What is needed is a verbatim copy of all the records.

Dataset entries:
⁂
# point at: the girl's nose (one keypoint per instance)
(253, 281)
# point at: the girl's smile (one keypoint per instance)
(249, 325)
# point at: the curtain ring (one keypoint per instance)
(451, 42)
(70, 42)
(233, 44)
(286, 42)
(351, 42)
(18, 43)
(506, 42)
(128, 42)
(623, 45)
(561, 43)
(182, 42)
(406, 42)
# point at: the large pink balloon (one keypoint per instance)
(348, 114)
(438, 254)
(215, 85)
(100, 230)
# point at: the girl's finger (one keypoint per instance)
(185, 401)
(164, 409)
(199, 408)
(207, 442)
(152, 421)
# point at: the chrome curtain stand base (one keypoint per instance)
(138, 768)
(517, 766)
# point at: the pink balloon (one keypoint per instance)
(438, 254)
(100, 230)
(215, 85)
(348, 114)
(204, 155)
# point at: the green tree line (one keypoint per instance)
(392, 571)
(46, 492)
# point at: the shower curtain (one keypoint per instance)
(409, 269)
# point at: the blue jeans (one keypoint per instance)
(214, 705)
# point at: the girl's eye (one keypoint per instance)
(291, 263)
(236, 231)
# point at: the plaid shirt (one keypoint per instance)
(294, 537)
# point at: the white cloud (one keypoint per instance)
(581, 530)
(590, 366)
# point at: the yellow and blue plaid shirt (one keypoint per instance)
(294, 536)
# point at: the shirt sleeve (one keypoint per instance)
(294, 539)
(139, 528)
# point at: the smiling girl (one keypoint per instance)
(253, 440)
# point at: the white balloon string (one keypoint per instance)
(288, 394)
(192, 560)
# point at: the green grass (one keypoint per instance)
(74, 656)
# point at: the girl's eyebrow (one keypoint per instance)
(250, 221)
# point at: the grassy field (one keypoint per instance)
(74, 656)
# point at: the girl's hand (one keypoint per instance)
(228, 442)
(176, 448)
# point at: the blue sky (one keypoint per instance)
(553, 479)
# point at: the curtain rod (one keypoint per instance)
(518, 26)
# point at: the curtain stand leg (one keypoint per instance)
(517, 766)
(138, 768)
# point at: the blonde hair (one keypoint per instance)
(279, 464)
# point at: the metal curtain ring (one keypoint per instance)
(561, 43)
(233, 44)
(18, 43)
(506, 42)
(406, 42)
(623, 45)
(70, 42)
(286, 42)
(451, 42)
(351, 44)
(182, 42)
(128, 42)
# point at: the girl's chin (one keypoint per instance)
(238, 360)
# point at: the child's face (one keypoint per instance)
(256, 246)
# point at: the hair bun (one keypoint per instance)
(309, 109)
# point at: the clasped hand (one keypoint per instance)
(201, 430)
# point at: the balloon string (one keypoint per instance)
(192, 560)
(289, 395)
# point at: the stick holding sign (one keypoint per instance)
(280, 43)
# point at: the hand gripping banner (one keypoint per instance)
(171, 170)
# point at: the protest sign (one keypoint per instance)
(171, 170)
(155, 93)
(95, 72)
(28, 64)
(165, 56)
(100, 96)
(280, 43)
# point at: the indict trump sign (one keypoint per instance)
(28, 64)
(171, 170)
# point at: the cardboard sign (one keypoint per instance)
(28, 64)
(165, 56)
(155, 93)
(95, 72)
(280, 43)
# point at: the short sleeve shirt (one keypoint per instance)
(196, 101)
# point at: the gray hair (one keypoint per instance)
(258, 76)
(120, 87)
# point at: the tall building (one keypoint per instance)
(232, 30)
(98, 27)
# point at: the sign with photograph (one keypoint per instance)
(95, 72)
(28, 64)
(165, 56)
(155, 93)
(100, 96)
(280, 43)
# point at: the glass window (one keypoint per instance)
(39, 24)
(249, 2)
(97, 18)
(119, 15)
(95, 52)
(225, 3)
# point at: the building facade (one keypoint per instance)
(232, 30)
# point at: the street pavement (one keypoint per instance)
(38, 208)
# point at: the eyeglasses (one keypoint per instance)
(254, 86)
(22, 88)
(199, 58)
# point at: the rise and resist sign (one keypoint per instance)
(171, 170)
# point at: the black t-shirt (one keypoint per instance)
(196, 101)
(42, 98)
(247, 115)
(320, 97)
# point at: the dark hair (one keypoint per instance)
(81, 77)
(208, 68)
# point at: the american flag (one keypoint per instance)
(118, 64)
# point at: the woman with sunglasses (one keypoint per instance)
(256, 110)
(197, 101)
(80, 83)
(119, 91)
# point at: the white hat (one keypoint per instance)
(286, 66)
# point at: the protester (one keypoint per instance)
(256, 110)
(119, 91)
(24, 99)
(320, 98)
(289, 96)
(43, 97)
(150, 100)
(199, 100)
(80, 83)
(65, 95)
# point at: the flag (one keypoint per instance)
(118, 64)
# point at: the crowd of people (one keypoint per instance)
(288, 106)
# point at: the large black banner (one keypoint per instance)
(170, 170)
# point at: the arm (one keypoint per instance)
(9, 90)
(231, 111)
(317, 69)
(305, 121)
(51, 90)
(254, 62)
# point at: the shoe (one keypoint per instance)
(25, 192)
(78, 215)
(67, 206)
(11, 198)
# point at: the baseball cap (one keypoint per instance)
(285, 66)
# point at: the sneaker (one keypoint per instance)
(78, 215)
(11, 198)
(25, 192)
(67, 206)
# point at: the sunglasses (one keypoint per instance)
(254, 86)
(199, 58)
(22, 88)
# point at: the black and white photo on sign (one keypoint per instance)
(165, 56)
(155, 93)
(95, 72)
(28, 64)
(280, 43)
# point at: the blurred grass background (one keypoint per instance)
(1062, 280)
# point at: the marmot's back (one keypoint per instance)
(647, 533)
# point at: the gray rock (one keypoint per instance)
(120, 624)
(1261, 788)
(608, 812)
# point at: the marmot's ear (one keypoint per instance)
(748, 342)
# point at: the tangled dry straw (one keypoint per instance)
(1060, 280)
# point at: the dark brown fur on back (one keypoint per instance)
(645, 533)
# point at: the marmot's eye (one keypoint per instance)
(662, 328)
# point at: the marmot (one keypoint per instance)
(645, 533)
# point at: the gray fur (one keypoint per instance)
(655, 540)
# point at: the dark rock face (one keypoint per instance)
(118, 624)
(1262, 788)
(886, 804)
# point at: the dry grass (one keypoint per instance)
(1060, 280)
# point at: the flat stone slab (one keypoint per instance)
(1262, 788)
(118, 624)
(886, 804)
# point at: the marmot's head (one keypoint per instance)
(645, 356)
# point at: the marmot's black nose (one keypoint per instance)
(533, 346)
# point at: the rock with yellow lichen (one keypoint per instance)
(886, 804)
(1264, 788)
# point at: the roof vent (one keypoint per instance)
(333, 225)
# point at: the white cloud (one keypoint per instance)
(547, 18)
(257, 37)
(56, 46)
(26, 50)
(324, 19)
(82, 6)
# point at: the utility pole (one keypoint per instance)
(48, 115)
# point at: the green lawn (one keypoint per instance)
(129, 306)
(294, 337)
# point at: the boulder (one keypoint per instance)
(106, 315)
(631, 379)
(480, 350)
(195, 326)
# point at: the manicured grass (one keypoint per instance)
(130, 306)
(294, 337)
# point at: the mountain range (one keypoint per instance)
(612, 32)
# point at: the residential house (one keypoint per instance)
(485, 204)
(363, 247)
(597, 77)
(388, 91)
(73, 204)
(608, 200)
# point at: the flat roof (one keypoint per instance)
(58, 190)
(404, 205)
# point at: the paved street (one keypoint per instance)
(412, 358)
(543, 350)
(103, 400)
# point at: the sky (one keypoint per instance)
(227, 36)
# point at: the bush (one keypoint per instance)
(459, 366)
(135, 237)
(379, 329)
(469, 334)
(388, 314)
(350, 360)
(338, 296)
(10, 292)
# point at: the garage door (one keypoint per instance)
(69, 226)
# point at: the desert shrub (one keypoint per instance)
⁂
## Result:
# point at: the girl's nose (one keypoint per instance)
(253, 281)
# point at: the girl's smile (one keypoint per instance)
(249, 325)
# point at: the curtain ring (one keypoint per instance)
(451, 42)
(70, 42)
(233, 44)
(286, 42)
(351, 42)
(18, 43)
(506, 42)
(128, 42)
(623, 45)
(561, 43)
(182, 42)
(406, 42)
# point at: the large pink balloon (one keypoint per instance)
(348, 114)
(438, 254)
(215, 85)
(100, 230)
# point at: the girl's finger (one keypoint per instance)
(185, 401)
(164, 409)
(199, 408)
(207, 442)
(152, 421)
# point at: the chrome curtain stand base (one keypoint per instance)
(138, 768)
(517, 766)
# point at: the pink balloon (one keypoint per instance)
(438, 254)
(100, 230)
(215, 85)
(348, 114)
(204, 155)
# point at: the green tree line (one keypoint per instance)
(392, 571)
(46, 492)
# point at: the shower curtain (one keypoint per instance)
(409, 269)
# point at: the blue jeans (one keypoint per instance)
(214, 705)
# point at: the girl's eye (one keypoint per instance)
(291, 263)
(236, 231)
# point at: the plaid shirt (one keypoint per instance)
(294, 537)
# point at: the white cloud (one keypoint per instance)
(581, 530)
(590, 366)
# point at: the yellow and blue plaid shirt (one keypoint per instance)
(294, 536)
# point at: the shirt sleeve (one keypoint per instance)
(294, 539)
(139, 528)
# point at: the smiling girl (one keypoint per instance)
(253, 440)
# point at: the white balloon string (one keypoint per instance)
(288, 394)
(192, 560)
# point at: the green grass (one keypoint per instance)
(74, 656)
# point at: the girl's eyebrow (one keypoint per instance)
(250, 221)
# point at: the grassy field (one keypoint per instance)
(74, 656)
# point at: the girl's hand (one keypoint per instance)
(228, 442)
(176, 448)
# point at: the blue sky (one keypoint per instance)
(553, 479)
# point at: the curtain rod (one keypoint per instance)
(518, 26)
# point at: the curtain stand leg (one keypoint per instance)
(517, 766)
(138, 768)
# point at: the blonde hair (one keypoint per instance)
(279, 464)
# point at: the metal curtain ring (one keypoint per instance)
(561, 43)
(233, 44)
(18, 43)
(506, 42)
(406, 42)
(623, 45)
(70, 42)
(286, 42)
(451, 42)
(351, 44)
(182, 42)
(128, 42)
# point at: the girl's chin (one keypoint per instance)
(238, 360)
# point at: the child's face (one keypoint per instance)
(256, 246)
# point at: the hair bun (one keypoint per instance)
(309, 109)
# point at: the clasped hand (one keypoint per instance)
(201, 430)
# point at: the balloon string (one keypoint per instance)
(192, 560)
(289, 395)
# point at: the stick holding sign (one keypoint per instance)
(280, 43)
# point at: the hand gripping banner (one keypoint per instance)
(171, 170)
# point at: the protest sign (one keypoint per instance)
(171, 170)
(155, 93)
(95, 72)
(28, 64)
(165, 56)
(100, 96)
(280, 43)
# point at: the indict trump sign (one keypoint per instance)
(28, 64)
(171, 170)
# point at: the cardboard sign (one keypoint per instance)
(28, 64)
(165, 56)
(155, 93)
(95, 72)
(280, 43)
# point at: the short sleeve shirt (one keypoint per instance)
(196, 101)
# point at: the gray hair (one keypoint per instance)
(258, 76)
(120, 87)
# point at: the tall building (one keypoint per instance)
(232, 30)
(98, 27)
# point at: the sign with photograph (one keypoint per instance)
(95, 72)
(28, 64)
(165, 56)
(155, 93)
(100, 96)
(280, 43)
# point at: the glass window (one keypoint per instance)
(39, 24)
(249, 2)
(97, 18)
(119, 15)
(95, 52)
(225, 3)
# point at: the building facade (one keypoint per instance)
(232, 30)
# point at: the street pavement (one keypoint per instance)
(38, 208)
# point at: the eyeglasses (one keypoint per instance)
(254, 86)
(22, 88)
(199, 58)
# point at: the rise and resist sign (one keypoint per instance)
(171, 170)
# point at: the black t-shirt (one keypoint per instance)
(196, 101)
(42, 98)
(247, 115)
(320, 97)
# point at: the dark hair (one keypoint per instance)
(81, 77)
(208, 68)
# point at: the american flag (one keypoint per instance)
(118, 64)
# point at: the woman with sunglasses (one keypoint per instance)
(256, 110)
(197, 101)
(80, 83)
(119, 91)
# point at: the white hat (one keypoint per instance)
(286, 66)
# point at: the protester (one keypoint per instance)
(256, 110)
(119, 91)
(24, 99)
(320, 98)
(289, 96)
(43, 97)
(150, 100)
(199, 100)
(80, 83)
(65, 95)
# point at: the flag (one keypoint per instance)
(118, 64)
# point at: the crowd of people (one keypoint per instance)
(288, 106)
# point at: the large black banner (one keypoint per instance)
(170, 170)
# point at: the arm (one keypoint per instance)
(9, 90)
(231, 111)
(317, 69)
(305, 121)
(51, 90)
(254, 62)
# point at: the shoe (one keypoint per instance)
(25, 192)
(78, 215)
(67, 206)
(11, 198)
# point at: the baseball cap (one keypoint per instance)
(285, 66)
# point at: the sneaker (one keypoint per instance)
(78, 215)
(11, 198)
(25, 192)
(67, 206)
# point at: the sunglasses (one keypoint per instance)
(254, 86)
(199, 58)
(22, 88)
# point at: the black and white photo on sign (one keypoint per instance)
(165, 56)
(155, 93)
(95, 72)
(28, 64)
(280, 43)
# point at: the blurred grass background (one keypoint per instance)
(1062, 280)
# point at: the marmot's back (one keypoint per instance)
(647, 533)
# point at: the gray rock (one keypoint per instance)
(120, 624)
(1261, 788)
(608, 812)
# point at: the marmot's ear (one keypoint per instance)
(748, 342)
# point at: the tangled dry straw (one keypoint per instance)
(1060, 280)
# point at: the dark brown fur on back (one keypoint per instance)
(645, 533)
# point at: the marmot's eye (one keypoint per instance)
(662, 328)
# point at: the marmot (one keypoint per instance)
(645, 533)
# point at: the gray fur (one keypoint per instance)
(655, 540)
# point at: the dark rock face (one keypoint per instance)
(118, 624)
(1262, 788)
(886, 804)
# point at: the dry grass (one keypoint per instance)
(1060, 280)
# point at: the flat stone slab (one keypoint per instance)
(1262, 788)
(118, 624)
(886, 804)
# point at: the marmot's head (one keypoint per instance)
(645, 356)
# point at: the marmot's black nose (one keypoint per instance)
(533, 346)
# point at: the rock with yellow lichen (one keypoint per instance)
(886, 804)
(1264, 788)
# point at: the roof vent (one keypoint per instance)
(333, 225)
# point at: the white cloud (one keypoint per instance)
(547, 18)
(257, 37)
(56, 46)
(26, 50)
(324, 19)
(82, 6)
# point at: the utility pole (one keypoint per instance)
(48, 115)
# point at: the green lawn (one keypoint per instance)
(129, 306)
(294, 337)
# point at: the boulder (one keypoint per instance)
(106, 315)
(631, 379)
(480, 350)
(195, 326)
# point at: the manicured grass (one keypoint per instance)
(130, 306)
(294, 337)
# point at: the mountain range (one keypoint per instance)
(612, 32)
# point at: the residential house (one keypoint per instance)
(485, 204)
(363, 247)
(597, 77)
(388, 91)
(73, 204)
(608, 200)
# point at: the flat roof (one keypoint per instance)
(58, 190)
(404, 205)
# point at: the paved street (one keypoint per instance)
(412, 358)
(543, 350)
(103, 400)
# point at: the sky (one keypoint per instance)
(227, 36)
# point at: the bush (one keypoint per instance)
(459, 366)
(135, 237)
(379, 329)
(469, 334)
(388, 314)
(350, 360)
(338, 296)
(10, 292)
# point at: the garage door (one keypoint per instance)
(69, 226)
# point at: the desert shrub (one keypoint per instance)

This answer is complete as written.